# [AIM OF THE EXERCISE]
Retype every record exactly as it appears.

Dataset items
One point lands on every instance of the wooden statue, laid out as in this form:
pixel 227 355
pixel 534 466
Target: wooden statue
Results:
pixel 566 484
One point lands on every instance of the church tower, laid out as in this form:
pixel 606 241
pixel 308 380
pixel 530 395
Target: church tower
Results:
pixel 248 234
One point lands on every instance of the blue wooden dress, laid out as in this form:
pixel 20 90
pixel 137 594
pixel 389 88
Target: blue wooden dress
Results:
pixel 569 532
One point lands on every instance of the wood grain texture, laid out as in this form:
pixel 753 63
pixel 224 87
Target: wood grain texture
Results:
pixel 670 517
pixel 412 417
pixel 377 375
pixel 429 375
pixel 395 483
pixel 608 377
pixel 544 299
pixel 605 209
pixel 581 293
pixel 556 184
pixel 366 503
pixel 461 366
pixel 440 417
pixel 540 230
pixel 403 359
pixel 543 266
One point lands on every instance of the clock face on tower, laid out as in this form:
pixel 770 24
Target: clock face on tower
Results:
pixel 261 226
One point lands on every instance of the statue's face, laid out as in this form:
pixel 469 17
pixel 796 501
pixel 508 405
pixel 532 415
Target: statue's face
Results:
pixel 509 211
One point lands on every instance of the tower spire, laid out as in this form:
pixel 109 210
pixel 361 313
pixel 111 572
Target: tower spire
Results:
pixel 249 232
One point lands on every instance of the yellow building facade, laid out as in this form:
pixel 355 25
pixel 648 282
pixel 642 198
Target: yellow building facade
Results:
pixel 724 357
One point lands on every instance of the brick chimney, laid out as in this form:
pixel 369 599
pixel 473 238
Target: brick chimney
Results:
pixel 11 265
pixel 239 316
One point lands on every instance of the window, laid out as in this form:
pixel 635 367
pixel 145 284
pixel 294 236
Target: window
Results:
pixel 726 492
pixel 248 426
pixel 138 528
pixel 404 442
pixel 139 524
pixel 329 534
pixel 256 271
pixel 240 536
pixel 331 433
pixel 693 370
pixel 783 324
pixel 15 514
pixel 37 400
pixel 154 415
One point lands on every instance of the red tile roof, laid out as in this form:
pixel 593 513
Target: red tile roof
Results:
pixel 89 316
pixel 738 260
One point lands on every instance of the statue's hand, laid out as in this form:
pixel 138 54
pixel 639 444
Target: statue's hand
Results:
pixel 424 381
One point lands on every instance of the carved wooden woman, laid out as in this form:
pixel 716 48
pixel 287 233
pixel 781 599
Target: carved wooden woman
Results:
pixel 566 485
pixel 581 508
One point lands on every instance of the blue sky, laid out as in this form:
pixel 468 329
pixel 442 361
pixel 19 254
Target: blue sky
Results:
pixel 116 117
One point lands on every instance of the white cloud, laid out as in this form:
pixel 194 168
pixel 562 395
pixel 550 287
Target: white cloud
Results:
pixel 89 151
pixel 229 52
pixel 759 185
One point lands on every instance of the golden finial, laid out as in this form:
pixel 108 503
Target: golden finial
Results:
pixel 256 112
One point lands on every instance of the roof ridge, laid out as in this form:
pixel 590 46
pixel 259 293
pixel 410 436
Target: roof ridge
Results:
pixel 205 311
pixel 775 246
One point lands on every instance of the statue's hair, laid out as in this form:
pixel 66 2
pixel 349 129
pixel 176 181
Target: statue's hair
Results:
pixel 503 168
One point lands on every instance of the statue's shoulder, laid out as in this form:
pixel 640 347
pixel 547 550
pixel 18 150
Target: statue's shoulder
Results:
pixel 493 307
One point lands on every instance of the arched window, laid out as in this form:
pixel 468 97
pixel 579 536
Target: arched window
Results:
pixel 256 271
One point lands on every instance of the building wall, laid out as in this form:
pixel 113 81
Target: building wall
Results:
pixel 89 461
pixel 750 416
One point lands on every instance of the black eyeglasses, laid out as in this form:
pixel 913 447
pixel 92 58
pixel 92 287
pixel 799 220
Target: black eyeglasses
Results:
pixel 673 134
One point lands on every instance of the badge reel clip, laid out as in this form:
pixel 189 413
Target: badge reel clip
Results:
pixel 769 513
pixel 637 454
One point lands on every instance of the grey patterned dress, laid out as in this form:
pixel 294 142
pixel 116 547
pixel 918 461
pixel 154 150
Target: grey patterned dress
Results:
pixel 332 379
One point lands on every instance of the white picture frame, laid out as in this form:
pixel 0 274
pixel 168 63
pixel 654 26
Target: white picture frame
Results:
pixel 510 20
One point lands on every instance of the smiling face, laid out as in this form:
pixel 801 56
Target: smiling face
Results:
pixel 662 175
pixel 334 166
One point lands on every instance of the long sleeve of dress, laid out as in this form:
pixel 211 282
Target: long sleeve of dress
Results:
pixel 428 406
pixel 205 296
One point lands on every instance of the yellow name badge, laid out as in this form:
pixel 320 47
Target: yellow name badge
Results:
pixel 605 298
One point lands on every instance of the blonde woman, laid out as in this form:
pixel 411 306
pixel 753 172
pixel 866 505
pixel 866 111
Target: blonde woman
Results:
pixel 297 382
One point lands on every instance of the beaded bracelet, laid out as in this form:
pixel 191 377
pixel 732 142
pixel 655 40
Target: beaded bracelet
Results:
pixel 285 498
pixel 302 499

# [RESULT]
One point lands on every instance of the wooden statue, laid out as in this form:
pixel 227 355
pixel 534 466
Target: wooden statue
Results:
pixel 566 484
One point lands on every instance of the church tower, laid out as in this form:
pixel 606 241
pixel 308 380
pixel 530 395
Target: church tower
Results:
pixel 248 234
One point lands on every instance of the blue wooden dress, laid out as in this form:
pixel 20 90
pixel 137 594
pixel 389 88
Target: blue wooden dress
Results:
pixel 569 532
One point lands on every instance of the wood grain texture, laid out as in this form:
pixel 753 63
pixel 224 87
Target: wood grain texture
Results:
pixel 670 517
pixel 412 417
pixel 377 375
pixel 429 375
pixel 395 483
pixel 608 377
pixel 544 299
pixel 605 209
pixel 581 293
pixel 556 184
pixel 366 503
pixel 461 366
pixel 440 417
pixel 540 230
pixel 403 359
pixel 543 266
One point lands on every instance of the clock face on tower, laid out as in this form:
pixel 770 24
Target: clock face on tower
Results:
pixel 261 226
One point lands on every instance of the statue's face, laid out as in this form:
pixel 469 17
pixel 796 501
pixel 508 405
pixel 532 415
Target: statue's face
Results:
pixel 509 211
One point lands on every instance of the tower spire, laid out as in this form:
pixel 109 210
pixel 361 313
pixel 111 572
Target: tower spire
Results:
pixel 249 232
One point lands on every instance of the yellow building facade, laid out as in this form:
pixel 355 25
pixel 648 282
pixel 642 198
Target: yellow building facade
Results:
pixel 724 357
One point lands on every instance of the brick chimney, laid out as in this form:
pixel 369 599
pixel 473 238
Target: brick chimney
Results:
pixel 11 265
pixel 239 316
One point lands on every instance of the window, laid out as in this form:
pixel 635 367
pixel 145 284
pixel 294 236
Target: window
Results:
pixel 726 492
pixel 248 426
pixel 138 528
pixel 404 442
pixel 139 524
pixel 329 534
pixel 256 271
pixel 240 536
pixel 331 433
pixel 693 370
pixel 783 324
pixel 15 514
pixel 37 400
pixel 154 415
One point lands on every instance of the red tile roof, laid out as in this form:
pixel 593 513
Target: red tile roof
Results:
pixel 89 316
pixel 738 260
One point lands on every instance of the statue's hand, laid out as in this form:
pixel 138 54
pixel 639 444
Target: statue's hand
Results:
pixel 424 381
One point lands on every instance of the carved wooden woman, laid out as in this form:
pixel 716 48
pixel 287 233
pixel 781 599
Target: carved wooden woman
Results:
pixel 566 485
pixel 581 508
One point lands on every instance of the blue sky, laid out as in this form:
pixel 468 329
pixel 442 361
pixel 19 254
Target: blue sky
Results:
pixel 116 117
One point lands on every instance of the white cloud, laid out as in this form:
pixel 194 168
pixel 562 395
pixel 550 287
Target: white cloud
Results:
pixel 89 151
pixel 229 52
pixel 759 185
One point lands on every instance of the golden finial, laid out as in this form:
pixel 108 503
Target: golden finial
Results:
pixel 256 112
One point lands on every instance of the roof ridge, laid out as in this form:
pixel 590 46
pixel 259 293
pixel 410 436
Target: roof ridge
Results:
pixel 205 311
pixel 775 246
One point lands on every instance of the statue's hair, laid out as in this form:
pixel 66 2
pixel 349 129
pixel 176 181
Target: statue's hair
Results:
pixel 503 168
One point lands on every instance of the statue's shoulder, laid out as in this form:
pixel 640 347
pixel 547 550
pixel 18 150
Target: statue's shoulder
Results:
pixel 493 307
One point lands on every instance of the arched window, laid out as in this form:
pixel 468 97
pixel 579 536
Target: arched window
Results:
pixel 256 271
One point lands on every instance of the building wall, laid out as in this form:
pixel 113 81
Target: building wall
Results:
pixel 89 461
pixel 750 416
One point lands on every instance of the black eyeglasses, laid out as in this form:
pixel 913 447
pixel 92 58
pixel 92 287
pixel 799 220
Target: black eyeglasses
Results:
pixel 673 134
One point lands on every instance of the badge reel clip, laid out as in this form:
pixel 189 413
Target: badge reel clip
Results:
pixel 769 513
pixel 637 454
One point lands on every instance of the grey patterned dress, laid out as in this form:
pixel 294 142
pixel 116 547
pixel 918 461
pixel 154 150
Target: grey patterned dress
Results:
pixel 332 379
One point lands on every instance of the white picture frame, laid out as in this form:
pixel 0 274
pixel 168 63
pixel 654 26
Target: white picture frame
Results:
pixel 510 20
One point lands on every instance of the smiling face, laid out as in this form:
pixel 801 56
Target: smiling face
Results:
pixel 662 175
pixel 334 166
One point lands on every instance of the long sleeve of dress, laid out as in this form:
pixel 211 282
Target: long sleeve of dress
Results:
pixel 428 406
pixel 205 296
One point lands on every instance of the yellow name badge, laid out as in this form:
pixel 320 47
Target: yellow name badge
Results:
pixel 605 298
One point lands on every instance of the blonde woman, laid out as in this form:
pixel 411 306
pixel 753 172
pixel 866 505
pixel 866 111
Target: blonde woman
Results:
pixel 297 382
One point lands on every instance of the beaded bracelet, laid out as in this form:
pixel 191 377
pixel 732 142
pixel 655 40
Target: beaded bracelet
Results:
pixel 285 498
pixel 302 499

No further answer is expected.